## Exercise passage:
Timber prototype will be built by robots
Toyota has hired Bjarke Ingels’ practice BIG to design a prototype “city of the future” built and staffed by robots. BIG is the architect behind Google’s Mountain View and London HQs, along with Thomas Heatherwick.
The city, planned for a 175-acre site at the base of Mount Fuji in Japan, will be tested in a computer simulation before construction which is slated to start early next year.
Toyota said it would invite its staff and their families, researchers, retired couples, retailers, visiting scientists and industry partners to populate the “living laboratory” which it has dubbed the “Woven City”.
Residents will participate in a “real-world incubator” to test and develop new technologies including a fully integrated digital operating system for infrastructure, with “people, buildings and vehicles all connected and communicating with each other through data and sensors”.
Using robotised production methods and traditional Japanese joinery, the sustainable scheme will be built mostly from wood and powered by a combination of roof-top solar panels and hydrogen fuel cells.

## Records shown:
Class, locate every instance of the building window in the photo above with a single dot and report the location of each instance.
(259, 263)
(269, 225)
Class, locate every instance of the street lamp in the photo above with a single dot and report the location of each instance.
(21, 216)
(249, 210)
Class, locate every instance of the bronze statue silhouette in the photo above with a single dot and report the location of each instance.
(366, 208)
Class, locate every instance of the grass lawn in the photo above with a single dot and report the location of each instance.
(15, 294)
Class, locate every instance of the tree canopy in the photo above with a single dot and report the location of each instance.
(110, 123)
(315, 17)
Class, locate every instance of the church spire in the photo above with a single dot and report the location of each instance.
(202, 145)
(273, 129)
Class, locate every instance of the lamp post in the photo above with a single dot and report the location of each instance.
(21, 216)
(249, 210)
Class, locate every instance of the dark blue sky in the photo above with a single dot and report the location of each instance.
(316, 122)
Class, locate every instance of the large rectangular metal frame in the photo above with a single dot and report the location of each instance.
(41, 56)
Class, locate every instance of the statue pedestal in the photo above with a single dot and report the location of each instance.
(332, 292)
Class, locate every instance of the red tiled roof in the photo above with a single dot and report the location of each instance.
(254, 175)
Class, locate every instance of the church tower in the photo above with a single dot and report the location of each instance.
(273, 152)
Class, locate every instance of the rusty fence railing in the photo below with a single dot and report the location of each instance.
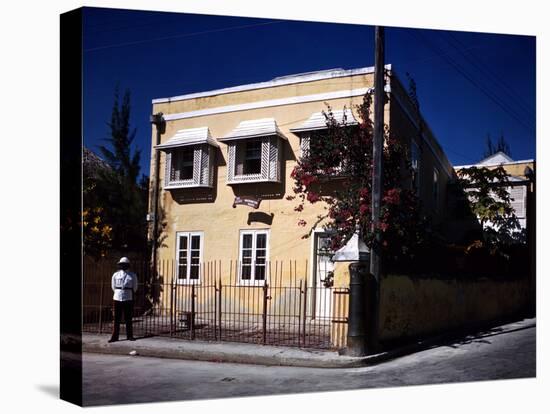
(285, 309)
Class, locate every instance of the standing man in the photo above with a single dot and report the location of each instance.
(124, 285)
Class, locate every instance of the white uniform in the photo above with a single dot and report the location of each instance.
(124, 285)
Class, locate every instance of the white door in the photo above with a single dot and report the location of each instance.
(324, 275)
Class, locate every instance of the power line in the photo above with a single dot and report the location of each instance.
(470, 79)
(517, 99)
(182, 35)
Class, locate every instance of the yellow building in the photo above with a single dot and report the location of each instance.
(519, 187)
(225, 150)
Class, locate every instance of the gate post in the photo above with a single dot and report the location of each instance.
(264, 315)
(357, 338)
(101, 307)
(192, 321)
(172, 304)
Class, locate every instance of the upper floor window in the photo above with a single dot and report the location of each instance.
(313, 136)
(415, 165)
(190, 158)
(182, 160)
(436, 188)
(518, 195)
(252, 163)
(254, 152)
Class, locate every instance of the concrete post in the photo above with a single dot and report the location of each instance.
(357, 316)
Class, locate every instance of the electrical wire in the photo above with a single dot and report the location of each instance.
(470, 79)
(225, 29)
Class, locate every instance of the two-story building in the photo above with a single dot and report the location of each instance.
(226, 157)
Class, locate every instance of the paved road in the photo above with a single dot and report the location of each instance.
(112, 379)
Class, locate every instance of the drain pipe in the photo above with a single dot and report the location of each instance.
(160, 125)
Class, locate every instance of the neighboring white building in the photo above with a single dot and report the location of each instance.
(517, 172)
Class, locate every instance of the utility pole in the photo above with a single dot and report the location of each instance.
(158, 121)
(377, 177)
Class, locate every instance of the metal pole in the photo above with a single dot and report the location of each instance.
(357, 324)
(377, 177)
(159, 123)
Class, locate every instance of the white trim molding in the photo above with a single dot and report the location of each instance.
(346, 93)
(280, 81)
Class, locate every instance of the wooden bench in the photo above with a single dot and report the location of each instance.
(186, 319)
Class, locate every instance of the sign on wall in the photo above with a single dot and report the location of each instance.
(249, 201)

## Tasks and exercises:
A - In the article about Toyota's prototype city, what name has Toyota given to the "living laboratory"?
B - Based on the article about Toyota's prototype city, say whether each statement agrees with the article, and quote the words that decide it. (i) The city is planned for a 175-acre site in Japan. (ii) The scheme will be built mostly from steel. (iii) Construction of the city has already begun.
C - Continue the article about Toyota's prototype city, starting after its last sentence.

## Responses:
A - Toyota has named it the "Woven City."

B -
(i) Yes: "planned for a 175-acre site at the base of Mount Fuji in Japan"
(ii) No: "will be built mostly from wood"
(iii) No: "construction which is slated to start early next year"

C -
Emissions-producing vehicles will be banned, with residents shuttled around the streets in driverless Toyota e-Palette cars.
Toyota president Akio Toyoda said: “Building a complete city from the ground up, even on a small scale like this, is a unique opportunity to develop future technologies, including a digital operating system for the infrastructure. With people, buildings and vehicles all connected and communicating with each other through data and sensors, we will be able to test connected AI technology, in both the virtual and physical realms, maximising its potential.”
The project was announced at the Las Vegas Consumer Electronics Show (CES) this week.